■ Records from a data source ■

________________________

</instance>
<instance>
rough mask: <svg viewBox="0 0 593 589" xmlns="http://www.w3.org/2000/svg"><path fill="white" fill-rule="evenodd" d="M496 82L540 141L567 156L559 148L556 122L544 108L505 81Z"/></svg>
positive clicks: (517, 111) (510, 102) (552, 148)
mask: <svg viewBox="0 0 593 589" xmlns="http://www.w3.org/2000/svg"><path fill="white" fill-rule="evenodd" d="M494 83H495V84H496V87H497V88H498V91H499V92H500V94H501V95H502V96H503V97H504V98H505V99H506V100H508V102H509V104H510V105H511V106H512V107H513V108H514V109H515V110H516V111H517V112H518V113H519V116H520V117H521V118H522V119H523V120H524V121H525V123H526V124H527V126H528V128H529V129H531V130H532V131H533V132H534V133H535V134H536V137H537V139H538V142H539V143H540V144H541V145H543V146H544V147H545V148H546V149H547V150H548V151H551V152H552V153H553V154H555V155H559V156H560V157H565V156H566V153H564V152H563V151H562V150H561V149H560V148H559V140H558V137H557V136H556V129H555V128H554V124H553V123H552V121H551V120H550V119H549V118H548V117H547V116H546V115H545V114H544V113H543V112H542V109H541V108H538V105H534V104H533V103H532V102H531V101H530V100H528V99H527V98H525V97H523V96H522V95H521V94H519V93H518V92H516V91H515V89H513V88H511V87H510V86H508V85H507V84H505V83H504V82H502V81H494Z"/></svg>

________________________

■ What this task involves ■
Every record must appear in the answer exactly as it appears above.

■ Answer for this exercise ■
</instance>
<instance>
rough mask: <svg viewBox="0 0 593 589" xmlns="http://www.w3.org/2000/svg"><path fill="white" fill-rule="evenodd" d="M496 82L540 141L567 156L559 148L556 122L544 108L505 81Z"/></svg>
positive clicks: (517, 111) (510, 102) (552, 148)
mask: <svg viewBox="0 0 593 589" xmlns="http://www.w3.org/2000/svg"><path fill="white" fill-rule="evenodd" d="M494 83H495V84H496V87H497V88H498V91H499V92H500V94H501V95H502V96H503V97H504V98H505V99H506V100H508V102H509V104H510V105H511V106H512V107H513V108H514V109H515V110H516V111H517V112H518V113H519V116H520V117H521V118H522V119H523V120H524V121H525V123H526V124H527V126H528V128H529V129H531V130H532V131H533V132H534V133H535V134H536V137H537V139H538V142H539V143H540V144H541V145H543V146H544V147H545V148H546V149H547V150H548V151H551V152H552V153H553V154H555V155H559V156H560V157H565V156H566V153H564V152H563V151H562V150H561V149H560V148H559V140H558V137H557V136H556V129H555V128H554V124H553V123H552V121H551V120H550V119H549V118H548V117H547V116H546V115H545V114H544V113H543V112H542V109H541V108H538V105H534V104H533V103H532V102H531V101H530V100H528V99H527V98H525V97H523V96H522V95H521V94H519V93H518V92H516V91H515V89H513V88H511V87H510V86H508V85H507V84H505V83H504V82H502V81H494Z"/></svg>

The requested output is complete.